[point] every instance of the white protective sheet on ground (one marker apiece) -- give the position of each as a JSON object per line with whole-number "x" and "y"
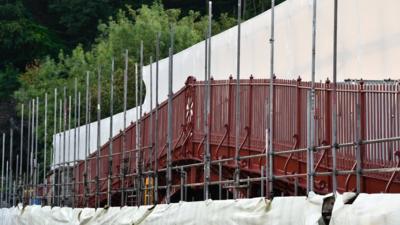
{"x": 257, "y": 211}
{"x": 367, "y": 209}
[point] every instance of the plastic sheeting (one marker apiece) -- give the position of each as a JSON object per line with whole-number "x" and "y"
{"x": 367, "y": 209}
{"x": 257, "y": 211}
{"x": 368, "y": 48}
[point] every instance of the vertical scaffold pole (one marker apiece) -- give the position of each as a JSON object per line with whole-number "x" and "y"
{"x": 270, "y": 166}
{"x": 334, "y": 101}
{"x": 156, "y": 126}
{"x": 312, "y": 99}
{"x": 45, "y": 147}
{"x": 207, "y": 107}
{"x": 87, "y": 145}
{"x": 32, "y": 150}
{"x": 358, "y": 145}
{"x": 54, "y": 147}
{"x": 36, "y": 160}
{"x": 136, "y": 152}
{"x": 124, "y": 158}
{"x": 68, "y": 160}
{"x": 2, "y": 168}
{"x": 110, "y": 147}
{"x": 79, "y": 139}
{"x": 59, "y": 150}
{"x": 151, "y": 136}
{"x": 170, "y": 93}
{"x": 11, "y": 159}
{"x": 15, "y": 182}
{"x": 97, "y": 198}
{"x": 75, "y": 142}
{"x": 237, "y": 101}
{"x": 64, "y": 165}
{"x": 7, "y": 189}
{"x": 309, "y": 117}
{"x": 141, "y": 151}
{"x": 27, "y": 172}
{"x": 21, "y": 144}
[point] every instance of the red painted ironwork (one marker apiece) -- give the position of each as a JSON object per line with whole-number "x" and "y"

________________________________________

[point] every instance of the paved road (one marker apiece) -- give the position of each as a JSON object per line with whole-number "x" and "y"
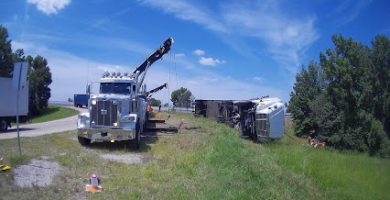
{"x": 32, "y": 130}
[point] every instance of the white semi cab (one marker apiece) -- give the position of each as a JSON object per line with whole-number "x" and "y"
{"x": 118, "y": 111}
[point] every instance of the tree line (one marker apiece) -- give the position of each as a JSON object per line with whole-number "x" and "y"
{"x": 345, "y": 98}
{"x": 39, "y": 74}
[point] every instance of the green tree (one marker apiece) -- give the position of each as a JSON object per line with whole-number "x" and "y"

________________________________________

Task objective: Retype the items above from the line with "[point] every instance of the vertical" to the line with "[point] every instance of the red", including both of those lines, and reproduce them precisely.

Correct response:
[point] every instance of the vertical scaffold pole (one marker apiece) -- give the position of each as a JSON object per line with whole-number "x" and "y"
{"x": 270, "y": 166}
{"x": 334, "y": 101}
{"x": 156, "y": 126}
{"x": 312, "y": 99}
{"x": 45, "y": 147}
{"x": 207, "y": 107}
{"x": 87, "y": 145}
{"x": 32, "y": 150}
{"x": 358, "y": 145}
{"x": 54, "y": 147}
{"x": 36, "y": 160}
{"x": 136, "y": 152}
{"x": 124, "y": 158}
{"x": 68, "y": 160}
{"x": 2, "y": 168}
{"x": 110, "y": 147}
{"x": 79, "y": 139}
{"x": 59, "y": 150}
{"x": 151, "y": 136}
{"x": 170, "y": 93}
{"x": 11, "y": 159}
{"x": 15, "y": 182}
{"x": 97, "y": 198}
{"x": 75, "y": 142}
{"x": 237, "y": 101}
{"x": 64, "y": 165}
{"x": 7, "y": 189}
{"x": 309, "y": 117}
{"x": 141, "y": 151}
{"x": 27, "y": 172}
{"x": 21, "y": 144}
[point] every instance of the red painted ironwork (one marker apiece) -- give the position of each as a JSON object per line with whole-number "x" and "y"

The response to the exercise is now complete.